[Data drawn from a collection]
━━━━━━━━━━━━━━━━━━━━

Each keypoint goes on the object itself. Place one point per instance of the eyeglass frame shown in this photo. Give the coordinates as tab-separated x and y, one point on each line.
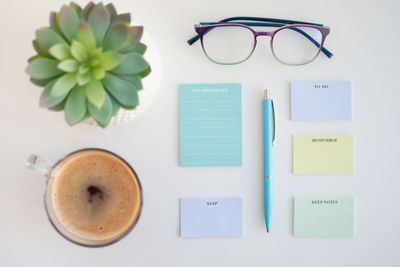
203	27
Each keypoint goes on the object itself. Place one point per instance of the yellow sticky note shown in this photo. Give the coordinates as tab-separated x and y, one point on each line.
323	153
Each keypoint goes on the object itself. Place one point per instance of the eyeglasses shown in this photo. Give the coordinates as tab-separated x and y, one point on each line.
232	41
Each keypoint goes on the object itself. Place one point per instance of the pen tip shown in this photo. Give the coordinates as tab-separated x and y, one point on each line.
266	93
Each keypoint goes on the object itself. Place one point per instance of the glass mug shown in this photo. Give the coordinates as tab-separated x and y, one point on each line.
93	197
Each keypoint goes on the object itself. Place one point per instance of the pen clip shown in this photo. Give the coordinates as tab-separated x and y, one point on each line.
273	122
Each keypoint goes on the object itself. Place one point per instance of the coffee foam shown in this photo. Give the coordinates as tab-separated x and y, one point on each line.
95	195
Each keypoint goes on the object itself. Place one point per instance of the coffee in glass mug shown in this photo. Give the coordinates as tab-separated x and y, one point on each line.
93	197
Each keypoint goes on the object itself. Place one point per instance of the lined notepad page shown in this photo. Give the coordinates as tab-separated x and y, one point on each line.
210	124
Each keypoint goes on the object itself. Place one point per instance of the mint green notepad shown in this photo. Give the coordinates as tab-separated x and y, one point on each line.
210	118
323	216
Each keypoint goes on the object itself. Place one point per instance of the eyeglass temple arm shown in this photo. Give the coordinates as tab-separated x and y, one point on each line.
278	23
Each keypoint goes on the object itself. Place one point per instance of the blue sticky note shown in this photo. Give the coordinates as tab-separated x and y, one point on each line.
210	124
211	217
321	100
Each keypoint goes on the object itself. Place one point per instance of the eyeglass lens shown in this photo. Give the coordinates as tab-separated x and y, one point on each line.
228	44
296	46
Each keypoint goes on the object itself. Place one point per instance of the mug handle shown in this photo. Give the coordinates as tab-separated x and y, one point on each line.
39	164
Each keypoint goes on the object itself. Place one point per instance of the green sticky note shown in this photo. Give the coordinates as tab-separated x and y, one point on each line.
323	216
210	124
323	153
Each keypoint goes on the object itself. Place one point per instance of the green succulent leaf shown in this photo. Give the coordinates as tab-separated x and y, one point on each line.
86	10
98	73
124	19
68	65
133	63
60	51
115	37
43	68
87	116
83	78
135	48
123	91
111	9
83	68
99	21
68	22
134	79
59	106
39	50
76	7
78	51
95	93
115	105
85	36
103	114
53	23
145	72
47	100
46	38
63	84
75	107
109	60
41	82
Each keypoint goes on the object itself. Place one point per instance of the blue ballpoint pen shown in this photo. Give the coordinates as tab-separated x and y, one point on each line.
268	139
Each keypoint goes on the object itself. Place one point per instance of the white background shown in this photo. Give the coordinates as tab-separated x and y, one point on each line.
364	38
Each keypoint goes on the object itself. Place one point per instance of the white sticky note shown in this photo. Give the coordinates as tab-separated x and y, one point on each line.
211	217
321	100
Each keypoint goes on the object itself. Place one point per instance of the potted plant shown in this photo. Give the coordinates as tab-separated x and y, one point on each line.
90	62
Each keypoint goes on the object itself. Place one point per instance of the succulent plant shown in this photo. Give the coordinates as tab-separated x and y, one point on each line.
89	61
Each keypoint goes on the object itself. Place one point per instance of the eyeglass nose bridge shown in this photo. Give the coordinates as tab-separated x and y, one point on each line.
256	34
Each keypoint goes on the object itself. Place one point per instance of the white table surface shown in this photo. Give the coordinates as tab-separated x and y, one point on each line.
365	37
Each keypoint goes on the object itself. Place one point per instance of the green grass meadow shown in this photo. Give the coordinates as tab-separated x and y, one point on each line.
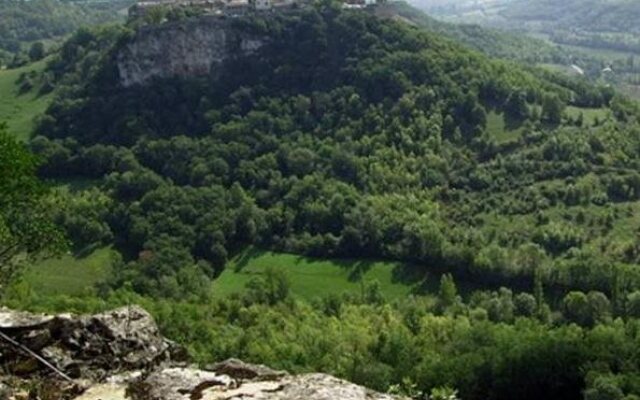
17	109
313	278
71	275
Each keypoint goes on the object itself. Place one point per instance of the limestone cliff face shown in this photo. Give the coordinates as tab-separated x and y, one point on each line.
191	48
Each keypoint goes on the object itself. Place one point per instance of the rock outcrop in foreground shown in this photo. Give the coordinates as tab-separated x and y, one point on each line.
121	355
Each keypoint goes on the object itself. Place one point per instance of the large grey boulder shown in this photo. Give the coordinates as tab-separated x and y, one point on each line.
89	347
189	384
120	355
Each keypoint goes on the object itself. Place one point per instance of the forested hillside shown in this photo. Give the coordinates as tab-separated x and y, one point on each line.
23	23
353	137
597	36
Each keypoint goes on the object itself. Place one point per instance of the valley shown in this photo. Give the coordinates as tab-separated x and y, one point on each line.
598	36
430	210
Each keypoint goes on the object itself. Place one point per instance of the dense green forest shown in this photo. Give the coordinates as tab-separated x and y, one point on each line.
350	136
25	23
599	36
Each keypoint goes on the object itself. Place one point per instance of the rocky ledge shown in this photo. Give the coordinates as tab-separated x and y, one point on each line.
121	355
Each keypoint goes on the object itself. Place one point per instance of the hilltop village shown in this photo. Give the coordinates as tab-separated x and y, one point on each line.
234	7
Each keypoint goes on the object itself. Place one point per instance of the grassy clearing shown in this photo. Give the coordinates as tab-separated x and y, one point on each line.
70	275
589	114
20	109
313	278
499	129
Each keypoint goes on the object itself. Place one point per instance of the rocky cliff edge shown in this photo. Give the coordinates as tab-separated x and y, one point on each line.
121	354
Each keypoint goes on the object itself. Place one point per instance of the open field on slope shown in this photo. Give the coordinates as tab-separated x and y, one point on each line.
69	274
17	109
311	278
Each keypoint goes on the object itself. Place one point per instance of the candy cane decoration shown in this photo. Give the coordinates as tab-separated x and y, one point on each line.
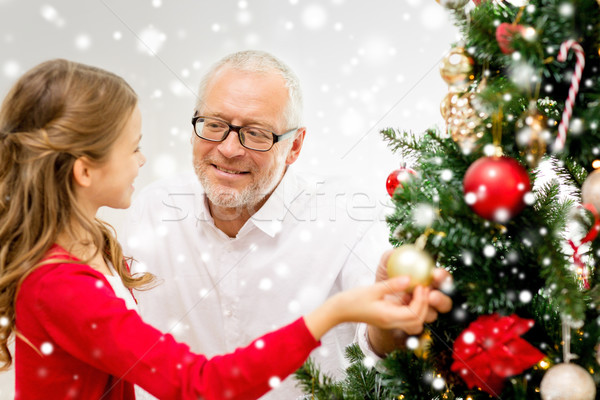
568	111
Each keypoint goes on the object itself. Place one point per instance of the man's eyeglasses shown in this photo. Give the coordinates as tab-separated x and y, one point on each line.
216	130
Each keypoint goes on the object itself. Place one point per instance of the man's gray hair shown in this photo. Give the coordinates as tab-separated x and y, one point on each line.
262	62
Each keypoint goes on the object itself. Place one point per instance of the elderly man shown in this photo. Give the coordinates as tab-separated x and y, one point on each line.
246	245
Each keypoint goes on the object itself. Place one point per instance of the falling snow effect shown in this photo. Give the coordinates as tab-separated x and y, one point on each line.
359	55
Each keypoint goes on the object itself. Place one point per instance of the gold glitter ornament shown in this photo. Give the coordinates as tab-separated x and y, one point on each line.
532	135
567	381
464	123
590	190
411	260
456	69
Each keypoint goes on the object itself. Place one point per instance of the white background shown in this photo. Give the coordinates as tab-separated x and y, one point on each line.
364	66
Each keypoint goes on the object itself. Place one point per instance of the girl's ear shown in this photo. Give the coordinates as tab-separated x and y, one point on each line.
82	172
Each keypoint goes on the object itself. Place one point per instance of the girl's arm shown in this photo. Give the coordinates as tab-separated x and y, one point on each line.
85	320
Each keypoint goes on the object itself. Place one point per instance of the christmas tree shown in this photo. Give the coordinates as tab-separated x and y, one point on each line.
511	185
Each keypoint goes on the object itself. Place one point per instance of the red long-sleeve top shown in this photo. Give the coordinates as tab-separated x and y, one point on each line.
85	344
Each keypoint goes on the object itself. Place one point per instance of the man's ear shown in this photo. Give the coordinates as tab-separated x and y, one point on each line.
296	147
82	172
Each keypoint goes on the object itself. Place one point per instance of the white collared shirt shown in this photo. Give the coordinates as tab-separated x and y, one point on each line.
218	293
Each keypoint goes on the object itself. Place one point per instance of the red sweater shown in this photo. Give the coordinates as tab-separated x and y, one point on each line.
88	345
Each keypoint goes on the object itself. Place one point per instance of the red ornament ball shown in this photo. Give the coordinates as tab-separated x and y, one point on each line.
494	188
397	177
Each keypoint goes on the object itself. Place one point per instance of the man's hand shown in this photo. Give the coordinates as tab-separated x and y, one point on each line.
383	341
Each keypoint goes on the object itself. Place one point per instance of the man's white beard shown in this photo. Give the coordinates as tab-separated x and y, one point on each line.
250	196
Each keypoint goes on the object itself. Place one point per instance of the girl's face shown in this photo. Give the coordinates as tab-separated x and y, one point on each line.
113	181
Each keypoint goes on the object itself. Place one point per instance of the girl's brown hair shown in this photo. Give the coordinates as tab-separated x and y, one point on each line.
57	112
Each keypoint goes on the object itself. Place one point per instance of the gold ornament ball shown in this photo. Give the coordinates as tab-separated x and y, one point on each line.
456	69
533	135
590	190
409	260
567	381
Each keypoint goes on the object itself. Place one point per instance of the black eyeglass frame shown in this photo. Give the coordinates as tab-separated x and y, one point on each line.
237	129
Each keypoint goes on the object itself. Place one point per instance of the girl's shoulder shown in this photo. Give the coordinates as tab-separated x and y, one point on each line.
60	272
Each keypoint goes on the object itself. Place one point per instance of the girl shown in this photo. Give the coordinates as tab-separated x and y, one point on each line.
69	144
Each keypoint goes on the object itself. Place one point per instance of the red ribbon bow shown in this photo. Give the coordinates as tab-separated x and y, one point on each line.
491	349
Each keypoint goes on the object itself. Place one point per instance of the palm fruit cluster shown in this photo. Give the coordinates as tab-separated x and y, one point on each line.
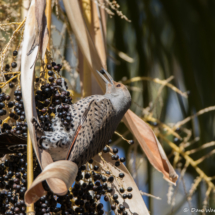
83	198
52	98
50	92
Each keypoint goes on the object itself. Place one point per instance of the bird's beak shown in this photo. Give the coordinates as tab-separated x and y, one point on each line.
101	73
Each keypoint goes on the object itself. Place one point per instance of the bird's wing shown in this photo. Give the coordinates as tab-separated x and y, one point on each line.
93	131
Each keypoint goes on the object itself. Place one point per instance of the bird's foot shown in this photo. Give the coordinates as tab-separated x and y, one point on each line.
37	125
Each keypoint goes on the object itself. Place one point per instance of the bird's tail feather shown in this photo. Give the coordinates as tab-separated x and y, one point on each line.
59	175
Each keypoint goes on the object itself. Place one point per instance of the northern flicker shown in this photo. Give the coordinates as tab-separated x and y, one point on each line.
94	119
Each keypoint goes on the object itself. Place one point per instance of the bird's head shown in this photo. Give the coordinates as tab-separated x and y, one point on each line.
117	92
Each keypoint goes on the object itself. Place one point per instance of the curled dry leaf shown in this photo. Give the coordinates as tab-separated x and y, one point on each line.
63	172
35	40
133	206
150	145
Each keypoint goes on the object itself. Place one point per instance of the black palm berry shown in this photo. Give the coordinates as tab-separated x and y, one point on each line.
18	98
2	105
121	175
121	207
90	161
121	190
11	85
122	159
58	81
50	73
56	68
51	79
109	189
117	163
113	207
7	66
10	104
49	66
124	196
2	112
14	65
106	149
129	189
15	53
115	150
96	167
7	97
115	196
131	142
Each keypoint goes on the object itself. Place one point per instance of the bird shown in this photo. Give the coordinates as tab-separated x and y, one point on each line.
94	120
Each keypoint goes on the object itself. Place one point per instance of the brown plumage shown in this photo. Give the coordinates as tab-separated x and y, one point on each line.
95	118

━━━━━━━━━━━━━━━━━━━━

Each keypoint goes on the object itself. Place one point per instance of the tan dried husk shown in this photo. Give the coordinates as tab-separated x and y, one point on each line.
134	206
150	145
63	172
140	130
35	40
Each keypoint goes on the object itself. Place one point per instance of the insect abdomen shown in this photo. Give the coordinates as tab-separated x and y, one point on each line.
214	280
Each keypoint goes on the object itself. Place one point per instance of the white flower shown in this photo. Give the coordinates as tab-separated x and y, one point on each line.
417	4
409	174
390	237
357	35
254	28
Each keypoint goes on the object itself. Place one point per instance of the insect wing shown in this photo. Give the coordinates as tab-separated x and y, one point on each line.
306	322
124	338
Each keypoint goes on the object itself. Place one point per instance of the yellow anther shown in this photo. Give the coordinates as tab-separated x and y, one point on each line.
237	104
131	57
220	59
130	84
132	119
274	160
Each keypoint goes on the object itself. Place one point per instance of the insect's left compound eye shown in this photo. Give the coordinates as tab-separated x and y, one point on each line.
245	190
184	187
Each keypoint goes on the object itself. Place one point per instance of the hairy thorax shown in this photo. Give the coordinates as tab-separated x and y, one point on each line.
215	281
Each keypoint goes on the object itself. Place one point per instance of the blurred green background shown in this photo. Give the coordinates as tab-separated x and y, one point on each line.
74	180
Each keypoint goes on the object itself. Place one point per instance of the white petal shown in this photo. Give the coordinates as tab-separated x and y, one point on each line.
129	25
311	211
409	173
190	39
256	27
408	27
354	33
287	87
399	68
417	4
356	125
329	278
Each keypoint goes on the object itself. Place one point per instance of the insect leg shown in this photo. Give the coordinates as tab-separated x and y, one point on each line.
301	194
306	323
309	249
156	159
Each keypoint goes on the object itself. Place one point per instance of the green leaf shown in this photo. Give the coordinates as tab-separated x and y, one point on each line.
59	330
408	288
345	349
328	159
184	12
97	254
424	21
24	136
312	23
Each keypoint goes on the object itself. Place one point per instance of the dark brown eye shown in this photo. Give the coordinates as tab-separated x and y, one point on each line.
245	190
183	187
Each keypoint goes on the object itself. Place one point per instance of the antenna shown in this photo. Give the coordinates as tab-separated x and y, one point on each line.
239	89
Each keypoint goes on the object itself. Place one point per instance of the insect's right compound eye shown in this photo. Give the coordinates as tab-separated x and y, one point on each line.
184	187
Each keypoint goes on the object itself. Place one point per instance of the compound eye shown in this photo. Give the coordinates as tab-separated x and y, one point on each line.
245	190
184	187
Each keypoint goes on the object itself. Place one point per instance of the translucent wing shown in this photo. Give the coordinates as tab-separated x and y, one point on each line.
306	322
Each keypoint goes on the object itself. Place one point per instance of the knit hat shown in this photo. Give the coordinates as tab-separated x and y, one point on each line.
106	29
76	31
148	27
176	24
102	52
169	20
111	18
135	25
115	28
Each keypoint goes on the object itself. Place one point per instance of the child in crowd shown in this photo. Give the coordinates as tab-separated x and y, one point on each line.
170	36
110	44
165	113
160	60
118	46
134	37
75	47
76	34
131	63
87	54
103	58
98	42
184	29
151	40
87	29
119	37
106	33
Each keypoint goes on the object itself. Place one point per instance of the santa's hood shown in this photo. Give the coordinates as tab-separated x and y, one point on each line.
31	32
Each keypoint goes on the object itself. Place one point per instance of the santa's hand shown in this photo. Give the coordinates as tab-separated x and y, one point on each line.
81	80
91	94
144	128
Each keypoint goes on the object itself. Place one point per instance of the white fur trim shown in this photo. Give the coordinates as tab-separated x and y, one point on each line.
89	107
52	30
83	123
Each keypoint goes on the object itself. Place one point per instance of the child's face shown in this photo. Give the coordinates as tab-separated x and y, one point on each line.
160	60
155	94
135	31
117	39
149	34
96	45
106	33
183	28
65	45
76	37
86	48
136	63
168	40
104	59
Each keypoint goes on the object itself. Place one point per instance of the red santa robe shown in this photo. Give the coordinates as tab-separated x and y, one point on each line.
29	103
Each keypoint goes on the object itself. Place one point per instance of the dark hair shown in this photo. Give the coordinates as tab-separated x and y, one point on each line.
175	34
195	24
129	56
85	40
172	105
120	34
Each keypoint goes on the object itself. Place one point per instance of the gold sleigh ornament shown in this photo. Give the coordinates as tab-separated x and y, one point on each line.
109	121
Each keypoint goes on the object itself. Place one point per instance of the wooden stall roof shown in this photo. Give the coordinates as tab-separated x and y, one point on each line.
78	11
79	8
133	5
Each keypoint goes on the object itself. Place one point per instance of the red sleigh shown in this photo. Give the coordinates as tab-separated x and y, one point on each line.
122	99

━━━━━━━━━━━━━━━━━━━━

[Instructions to follow]: Locate each line in the records that contains the string "cliff" and copy those lines out in full. Case counts.

[Result of this exercise]:
Each keypoint goes on the object itself. Place one point per instance of the limestone cliff face shown in this photo. Give the coordinates as tab-separated x and y, one point on each line.
Each keypoint goes on the object itself. Place one point per instance of the rocky cliff edge shown in this photo. Give the coordinates as tab-separated x and y, one point on each line.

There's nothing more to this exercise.